[DOCUMENT]
--- begin ---

= Bill Randle =

American disc jockey

Bill Randle (March 14, 1923 – July 9, 2004) was an American disc jockey, lawyer and university professor.

== Biography ==
Randle was born William McKinley Randle Jr. in Detroit, Michigan. In Detroit, he hosted a popular show on WJLB-AM radio (now WDTK) called The Interracial Goodwill Hour, featuring rhythm and blues music and hot jazz. As a pioneering disc jockey at radio station WERE in Cleveland, Ohio, he helped change the face of American music. In the 1950s, Time magazine called Randle the top DJ in America. His popularity and huge listening audience allowed him to bolster the careers of a number of young musicians, including the Four Lads, Bobby Darin, and Fats Domino. Nicknamed "The Pied Piper of Cleveland", a 1955 musical documentary film was made about him titled The Pied Piper of Cleveland: A Day in the Life of a Famous Disc Jockey. The film includes a Cleveland concert at Brooklyn High School on October 20, 1955, featuring Pat Boone and Bill Haley & His Comets with Elvis Presley as the opening act. It is the first commercial film footage of a Presley performance but has never been released.

Randle almost did not survive early radio. One Thanksgiving, he played an unusual version of "Silent Night" sung by gospel and blues artist Sister Rosetta Tharpe. Many persons called in to complain and the station manager, longtime radio and television fixture Sidney Andorn fired Randle. The next morning, WERE owner Ray T. Miller, the chairman of the Cuyahoga County Democratic Party, rehired Randle after he learned he had so many listeners to Randle's program, and fired Andorn instead.

While working in Cleveland, Randle would travel back to Detroit for some radio programs. In the late 1950s, Randle would fly back and forth from Cleveland to New York where he produced radio shows in both markets (at WERE and WCBS-AM, respectively). He sat alongside other top DJs of the era including Carl Reese, Phil McLean and Howie Lund.

In spring of 1955 Randle told listeners to his WERE radio show that while in New York City he had received a recording of a hot new talent from the singer's manager. He decided to premiere it in Cleveland (understanding the crossover appeal there of a young Elvis Presley). Randle championed Elvis' early recordings on Sun Records and those following his signing by RCA Victor that fall. On January 28, 1956, Bill Randle introduced Elvis on TV to America on the Dorsey Brothers' Stage Show.

--- end ---

[DIRECTION]
Summarize the article on Bill Randle in two sentences.

[DATA PROVIDED]
--- begin ---

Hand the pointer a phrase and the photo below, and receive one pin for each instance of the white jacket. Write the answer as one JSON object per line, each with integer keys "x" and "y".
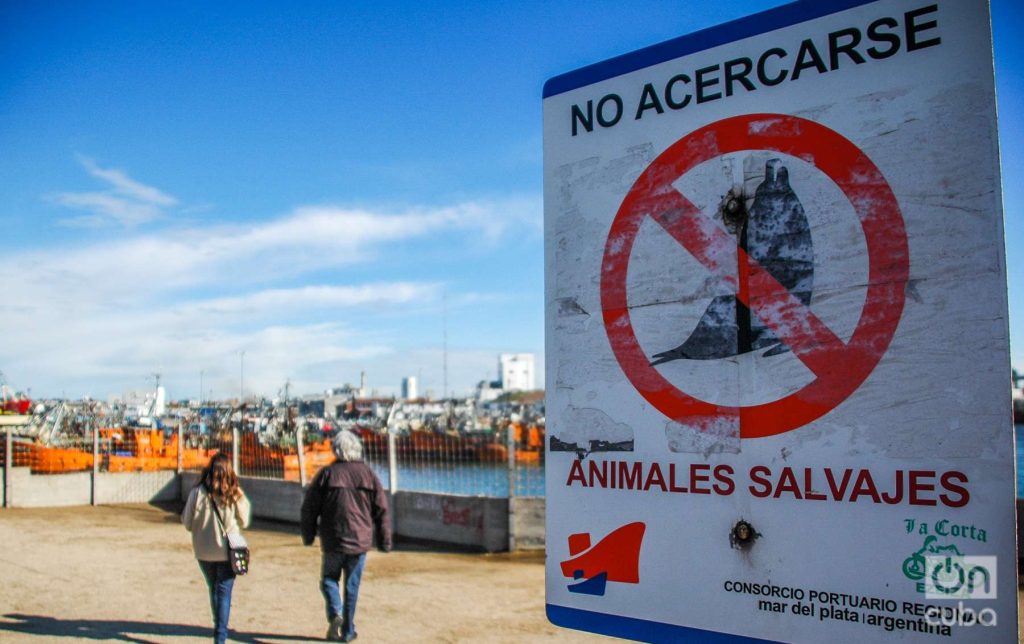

--- end ---

[EXERCISE OUTPUT]
Bill Randle (1923–2004) was an American disc jockey, lawyer and university professor who hosted The Interracial Goodwill Hour in Detroit and became a pioneering disc jockey at WERE in Cleveland, where Time magazine named him the top DJ in America in the 1950s. His huge audience helped the careers of young musicians such as the Four Lads, Bobby Darin and Fats Domino, and he championed Elvis Presley's early recordings and introduced him on TV to America on the Dorsey Brothers' Stage Show on January 28, 1956.